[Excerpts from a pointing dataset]
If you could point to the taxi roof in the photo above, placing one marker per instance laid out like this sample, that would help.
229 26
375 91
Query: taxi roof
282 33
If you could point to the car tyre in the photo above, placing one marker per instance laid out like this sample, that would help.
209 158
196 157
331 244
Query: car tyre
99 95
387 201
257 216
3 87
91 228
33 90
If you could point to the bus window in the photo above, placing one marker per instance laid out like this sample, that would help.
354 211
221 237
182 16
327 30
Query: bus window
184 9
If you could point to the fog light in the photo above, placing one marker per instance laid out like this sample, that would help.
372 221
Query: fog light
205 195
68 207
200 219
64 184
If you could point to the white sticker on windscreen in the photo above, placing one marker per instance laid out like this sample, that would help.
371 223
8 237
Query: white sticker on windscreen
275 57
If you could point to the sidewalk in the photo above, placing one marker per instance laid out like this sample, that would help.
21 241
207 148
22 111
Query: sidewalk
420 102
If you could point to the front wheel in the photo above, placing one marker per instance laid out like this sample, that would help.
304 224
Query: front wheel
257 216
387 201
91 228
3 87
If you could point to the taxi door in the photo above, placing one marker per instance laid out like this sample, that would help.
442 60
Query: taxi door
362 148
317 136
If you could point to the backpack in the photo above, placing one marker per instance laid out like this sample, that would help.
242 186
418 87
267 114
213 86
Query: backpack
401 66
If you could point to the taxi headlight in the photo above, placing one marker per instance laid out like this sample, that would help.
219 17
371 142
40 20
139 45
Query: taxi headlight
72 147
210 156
* * *
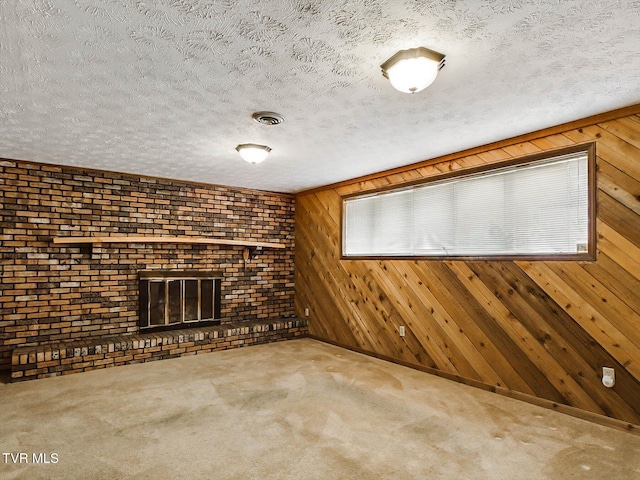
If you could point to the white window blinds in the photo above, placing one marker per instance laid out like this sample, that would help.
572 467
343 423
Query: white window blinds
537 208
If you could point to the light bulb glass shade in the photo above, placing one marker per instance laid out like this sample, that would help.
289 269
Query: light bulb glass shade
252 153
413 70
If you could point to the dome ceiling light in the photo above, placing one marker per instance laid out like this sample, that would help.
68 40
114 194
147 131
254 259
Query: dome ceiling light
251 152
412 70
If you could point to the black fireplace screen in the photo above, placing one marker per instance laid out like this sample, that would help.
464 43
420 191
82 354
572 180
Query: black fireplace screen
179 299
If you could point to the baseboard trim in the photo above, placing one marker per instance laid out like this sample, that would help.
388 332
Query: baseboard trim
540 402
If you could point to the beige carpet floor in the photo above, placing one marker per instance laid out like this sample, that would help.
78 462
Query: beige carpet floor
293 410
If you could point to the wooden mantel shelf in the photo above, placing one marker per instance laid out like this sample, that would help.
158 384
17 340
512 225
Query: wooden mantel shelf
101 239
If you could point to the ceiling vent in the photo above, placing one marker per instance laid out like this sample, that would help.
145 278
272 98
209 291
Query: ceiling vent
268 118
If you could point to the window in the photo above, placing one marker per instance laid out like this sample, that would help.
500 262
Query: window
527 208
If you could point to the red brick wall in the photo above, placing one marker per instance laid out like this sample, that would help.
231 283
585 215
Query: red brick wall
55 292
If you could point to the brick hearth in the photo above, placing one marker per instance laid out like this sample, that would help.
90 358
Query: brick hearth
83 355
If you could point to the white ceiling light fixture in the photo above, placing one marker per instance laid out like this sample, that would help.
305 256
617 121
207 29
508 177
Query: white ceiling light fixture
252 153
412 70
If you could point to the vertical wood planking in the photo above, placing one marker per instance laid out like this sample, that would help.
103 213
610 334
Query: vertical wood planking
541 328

• **SHORT PROBLEM**
Count how many lines of the records above contain the string "sticker", matching case exactly. Reply with the number alone.

• **ANSWER TO THIS PROBLEM**
2